╭──

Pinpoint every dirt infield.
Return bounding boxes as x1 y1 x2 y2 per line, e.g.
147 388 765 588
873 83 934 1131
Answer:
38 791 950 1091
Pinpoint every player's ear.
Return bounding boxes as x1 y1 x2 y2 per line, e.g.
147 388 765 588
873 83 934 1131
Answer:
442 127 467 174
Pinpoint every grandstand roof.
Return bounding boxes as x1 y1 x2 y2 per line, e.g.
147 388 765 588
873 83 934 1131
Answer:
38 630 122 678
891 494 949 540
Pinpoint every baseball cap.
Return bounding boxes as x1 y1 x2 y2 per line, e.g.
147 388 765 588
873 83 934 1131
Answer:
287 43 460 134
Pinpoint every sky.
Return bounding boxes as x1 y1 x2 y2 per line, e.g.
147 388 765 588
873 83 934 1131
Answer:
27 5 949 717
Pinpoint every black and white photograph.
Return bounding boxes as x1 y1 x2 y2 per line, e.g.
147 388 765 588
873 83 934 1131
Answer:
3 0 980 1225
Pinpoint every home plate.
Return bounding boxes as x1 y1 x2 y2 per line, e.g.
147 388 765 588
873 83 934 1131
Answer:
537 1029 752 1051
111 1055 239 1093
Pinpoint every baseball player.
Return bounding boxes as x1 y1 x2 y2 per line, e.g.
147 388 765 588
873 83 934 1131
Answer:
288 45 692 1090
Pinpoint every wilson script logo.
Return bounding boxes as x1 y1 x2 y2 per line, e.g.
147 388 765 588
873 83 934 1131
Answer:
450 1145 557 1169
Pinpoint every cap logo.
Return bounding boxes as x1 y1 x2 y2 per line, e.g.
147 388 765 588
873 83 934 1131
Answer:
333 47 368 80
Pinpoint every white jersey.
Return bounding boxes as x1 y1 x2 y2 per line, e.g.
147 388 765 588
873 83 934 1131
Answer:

╰──

PROMPT ▸
Please copy all of the data above line for line, with no changes.

SOLUTION TO THIS PROBLEM ▸
Pinpoint every dirt infield.
Return bounding boxes as x1 y1 x2 y2 per line, e.g.
147 388 765 588
873 83 934 1131
Answer:
38 791 950 1091
Pinpoint every player's ear.
Return bounding boxes as x1 y1 x2 y2 per line, e.g.
147 388 765 588
873 83 934 1131
Answer:
442 127 467 174
Pinpoint every grandstand roof.
Return bounding boxes as x1 y1 x2 y2 per line, e.g.
147 388 765 588
873 83 934 1131
Answer:
38 630 122 678
891 494 949 540
Pinpoint every baseball cap.
Return bounding boxes as x1 y1 x2 y2 per line, e.g.
147 388 765 588
873 83 934 1131
Answer:
287 43 460 134
Pinpoint every sky.
Return bounding boxes as x1 y1 x2 y2 per line, e.g.
147 388 765 588
873 83 934 1131
Answer:
27 5 949 717
Pinpoint every black and white photograph.
Return bounding boxes as x1 y1 x2 y2 per line, e.g.
147 388 765 588
873 83 934 1131
Answer:
3 0 980 1225
Pinpoint every home plate.
Return bounding boxes as x1 y1 x2 y2 per line, e.g.
147 388 765 588
873 83 934 1131
Answer:
537 1029 752 1051
111 1055 239 1093
Pinpoint every baseball player.
Return bounding boxes as x1 y1 x2 y2 per line, e.g.
147 388 765 588
873 83 934 1131
Answer:
288 45 692 1090
Pinpoint every wilson script logo.
Return bounding boxes as x1 y1 x2 y2 per line, e.g.
147 388 765 588
873 83 934 1131
Answer:
450 1145 557 1169
Pinpoint every cap logo.
Return bounding boxes as x1 y1 x2 y2 per line, e.g.
147 388 765 588
873 83 934 1131
Answer:
333 47 368 80
Pinpoint every white jersey.
Return bounding boxes as x1 y1 x2 y2 per line, e.g.
147 388 765 588
873 83 934 1131
Answer:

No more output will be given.